Saved entries:
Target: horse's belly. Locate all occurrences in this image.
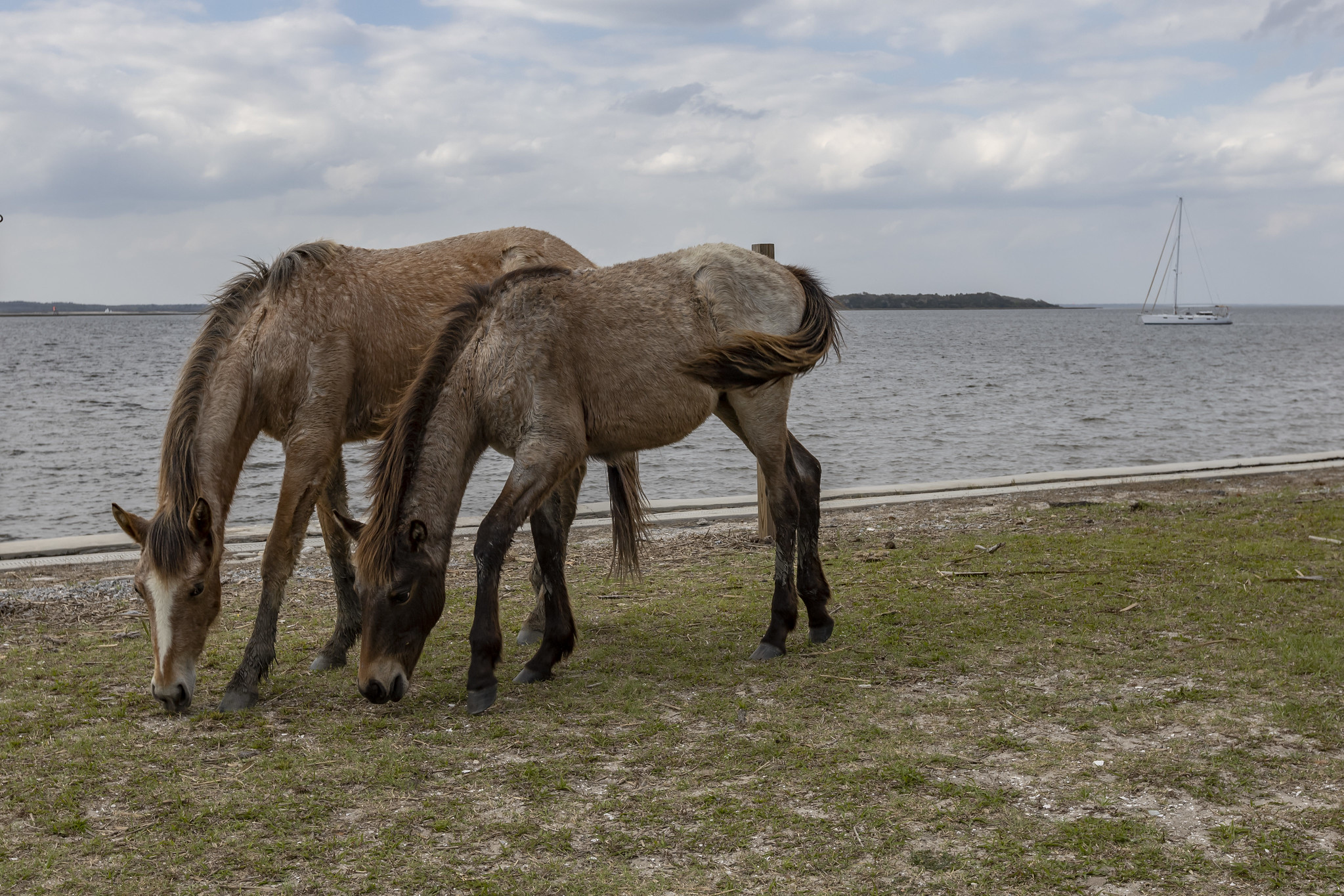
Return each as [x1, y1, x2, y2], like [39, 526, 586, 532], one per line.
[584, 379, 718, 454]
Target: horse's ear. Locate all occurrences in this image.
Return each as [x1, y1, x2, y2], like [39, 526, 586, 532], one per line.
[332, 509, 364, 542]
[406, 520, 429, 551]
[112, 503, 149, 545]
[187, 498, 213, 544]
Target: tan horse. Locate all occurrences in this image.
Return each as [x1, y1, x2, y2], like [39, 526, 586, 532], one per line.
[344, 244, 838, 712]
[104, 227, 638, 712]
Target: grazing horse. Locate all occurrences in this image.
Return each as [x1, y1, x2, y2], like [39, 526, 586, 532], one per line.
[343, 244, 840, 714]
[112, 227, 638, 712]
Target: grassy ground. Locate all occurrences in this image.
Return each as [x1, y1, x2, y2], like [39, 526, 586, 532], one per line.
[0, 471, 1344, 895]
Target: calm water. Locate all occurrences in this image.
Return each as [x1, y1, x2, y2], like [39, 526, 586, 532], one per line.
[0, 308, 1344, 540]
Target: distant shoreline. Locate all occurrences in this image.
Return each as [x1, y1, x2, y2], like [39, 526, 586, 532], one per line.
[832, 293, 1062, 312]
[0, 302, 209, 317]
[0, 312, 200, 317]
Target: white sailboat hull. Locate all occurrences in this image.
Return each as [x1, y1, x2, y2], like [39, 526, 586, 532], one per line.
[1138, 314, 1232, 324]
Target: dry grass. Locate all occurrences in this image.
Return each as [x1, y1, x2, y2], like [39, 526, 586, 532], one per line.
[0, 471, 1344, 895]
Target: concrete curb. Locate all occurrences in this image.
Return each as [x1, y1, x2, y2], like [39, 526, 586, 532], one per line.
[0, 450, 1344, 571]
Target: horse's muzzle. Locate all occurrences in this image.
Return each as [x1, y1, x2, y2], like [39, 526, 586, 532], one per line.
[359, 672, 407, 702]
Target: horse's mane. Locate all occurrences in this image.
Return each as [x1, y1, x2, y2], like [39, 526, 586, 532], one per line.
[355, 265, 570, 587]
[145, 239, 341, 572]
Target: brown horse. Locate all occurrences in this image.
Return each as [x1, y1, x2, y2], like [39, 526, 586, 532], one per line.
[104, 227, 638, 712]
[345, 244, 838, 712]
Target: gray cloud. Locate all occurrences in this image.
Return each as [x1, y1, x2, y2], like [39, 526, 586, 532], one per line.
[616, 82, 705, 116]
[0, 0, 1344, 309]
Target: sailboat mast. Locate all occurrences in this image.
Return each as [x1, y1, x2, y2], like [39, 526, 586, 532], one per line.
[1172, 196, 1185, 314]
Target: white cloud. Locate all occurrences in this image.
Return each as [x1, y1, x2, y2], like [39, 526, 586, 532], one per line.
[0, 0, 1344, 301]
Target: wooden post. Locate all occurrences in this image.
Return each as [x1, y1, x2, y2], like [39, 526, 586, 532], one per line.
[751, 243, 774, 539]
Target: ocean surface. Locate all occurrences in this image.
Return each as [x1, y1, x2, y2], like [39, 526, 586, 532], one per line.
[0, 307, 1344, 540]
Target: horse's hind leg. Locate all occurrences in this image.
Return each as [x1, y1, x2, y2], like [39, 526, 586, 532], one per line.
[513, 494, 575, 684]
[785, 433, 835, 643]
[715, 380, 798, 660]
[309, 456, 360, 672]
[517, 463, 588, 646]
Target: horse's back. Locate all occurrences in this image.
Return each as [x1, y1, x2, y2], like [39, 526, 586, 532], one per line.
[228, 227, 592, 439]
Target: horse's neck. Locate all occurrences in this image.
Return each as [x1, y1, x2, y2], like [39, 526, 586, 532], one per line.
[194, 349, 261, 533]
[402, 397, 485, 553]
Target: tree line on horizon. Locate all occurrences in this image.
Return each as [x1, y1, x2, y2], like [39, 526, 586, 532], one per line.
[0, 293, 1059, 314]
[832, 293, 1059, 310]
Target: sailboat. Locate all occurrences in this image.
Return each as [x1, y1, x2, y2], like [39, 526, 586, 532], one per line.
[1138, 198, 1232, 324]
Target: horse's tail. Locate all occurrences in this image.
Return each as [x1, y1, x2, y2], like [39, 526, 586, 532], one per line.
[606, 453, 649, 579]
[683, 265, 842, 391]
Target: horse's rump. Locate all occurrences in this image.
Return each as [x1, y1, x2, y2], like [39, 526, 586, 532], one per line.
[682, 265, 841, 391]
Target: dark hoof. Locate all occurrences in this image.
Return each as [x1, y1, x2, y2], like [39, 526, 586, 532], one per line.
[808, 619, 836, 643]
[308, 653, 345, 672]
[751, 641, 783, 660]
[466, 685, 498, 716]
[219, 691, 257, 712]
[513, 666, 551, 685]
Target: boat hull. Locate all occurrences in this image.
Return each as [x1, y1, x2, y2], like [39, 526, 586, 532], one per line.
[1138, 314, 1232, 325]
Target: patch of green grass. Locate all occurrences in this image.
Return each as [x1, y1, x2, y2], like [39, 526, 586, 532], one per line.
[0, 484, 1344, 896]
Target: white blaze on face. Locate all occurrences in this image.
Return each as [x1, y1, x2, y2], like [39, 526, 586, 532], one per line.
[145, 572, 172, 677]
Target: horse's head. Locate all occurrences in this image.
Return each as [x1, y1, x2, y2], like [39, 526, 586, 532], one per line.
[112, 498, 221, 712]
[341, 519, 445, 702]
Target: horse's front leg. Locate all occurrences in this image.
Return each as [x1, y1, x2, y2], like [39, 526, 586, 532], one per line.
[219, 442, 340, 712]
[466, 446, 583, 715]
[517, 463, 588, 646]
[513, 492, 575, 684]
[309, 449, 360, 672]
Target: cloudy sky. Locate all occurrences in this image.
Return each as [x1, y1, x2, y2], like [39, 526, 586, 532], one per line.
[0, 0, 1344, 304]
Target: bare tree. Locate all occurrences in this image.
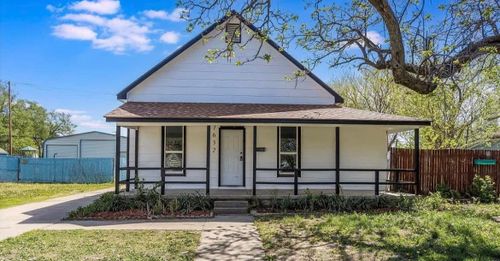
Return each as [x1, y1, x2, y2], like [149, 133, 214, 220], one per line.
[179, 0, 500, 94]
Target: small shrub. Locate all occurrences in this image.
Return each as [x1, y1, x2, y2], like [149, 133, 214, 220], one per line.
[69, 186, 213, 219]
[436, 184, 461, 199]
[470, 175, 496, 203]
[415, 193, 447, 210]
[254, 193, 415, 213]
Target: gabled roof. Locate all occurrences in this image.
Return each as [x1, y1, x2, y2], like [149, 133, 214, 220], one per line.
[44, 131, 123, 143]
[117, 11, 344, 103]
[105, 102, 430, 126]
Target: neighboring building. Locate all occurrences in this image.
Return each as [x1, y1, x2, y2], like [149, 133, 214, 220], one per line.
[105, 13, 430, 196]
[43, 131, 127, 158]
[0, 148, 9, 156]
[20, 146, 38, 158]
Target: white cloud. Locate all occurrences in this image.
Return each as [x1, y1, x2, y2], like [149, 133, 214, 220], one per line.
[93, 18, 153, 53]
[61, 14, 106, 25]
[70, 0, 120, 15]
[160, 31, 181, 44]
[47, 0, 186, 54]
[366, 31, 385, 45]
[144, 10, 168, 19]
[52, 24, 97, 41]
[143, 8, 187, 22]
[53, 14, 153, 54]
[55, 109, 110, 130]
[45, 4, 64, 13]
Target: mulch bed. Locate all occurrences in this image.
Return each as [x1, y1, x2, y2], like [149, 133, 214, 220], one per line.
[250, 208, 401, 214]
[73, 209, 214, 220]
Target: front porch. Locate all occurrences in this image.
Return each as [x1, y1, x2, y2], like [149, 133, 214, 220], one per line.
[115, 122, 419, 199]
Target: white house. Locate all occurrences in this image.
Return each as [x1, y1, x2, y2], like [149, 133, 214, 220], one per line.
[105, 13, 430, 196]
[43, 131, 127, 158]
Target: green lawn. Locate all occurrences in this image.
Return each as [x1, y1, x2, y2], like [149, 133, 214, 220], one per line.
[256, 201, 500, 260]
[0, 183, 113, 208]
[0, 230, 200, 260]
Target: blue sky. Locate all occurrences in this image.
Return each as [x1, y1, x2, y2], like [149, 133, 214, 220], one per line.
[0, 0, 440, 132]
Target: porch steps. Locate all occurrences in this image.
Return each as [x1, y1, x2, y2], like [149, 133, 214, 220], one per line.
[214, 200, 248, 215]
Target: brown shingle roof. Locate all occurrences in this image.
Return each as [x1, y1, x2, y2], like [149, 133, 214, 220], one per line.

**STATED EXERCISE:**
Copy the lines above word for word, starting at the line that contains "Target: tree line" and ending after the line that contains "[682, 265, 841, 391]".

**WRITTEN RESPONSE:**
Target: tree line on horizon. Locate all occurrences in this image.
Return each as [x1, y1, x2, y2], like [39, 526, 586, 532], one per line.
[0, 293, 1059, 314]
[832, 293, 1059, 310]
Target: sailboat. Locate all occurrences in this image.
Return each as [x1, y1, x2, y2], like [39, 526, 586, 532], one per line.
[1138, 198, 1232, 324]
Target: horse's tail. Locate all occurrences in this image.
Return each as [x1, y1, x2, y2], like [39, 526, 586, 532], one per line.
[606, 453, 649, 579]
[683, 265, 842, 391]
Target: horse's rump. Locate all occurrences in this image.
Return each as [x1, y1, x2, y2], like [39, 526, 586, 532], one per line.
[682, 265, 841, 391]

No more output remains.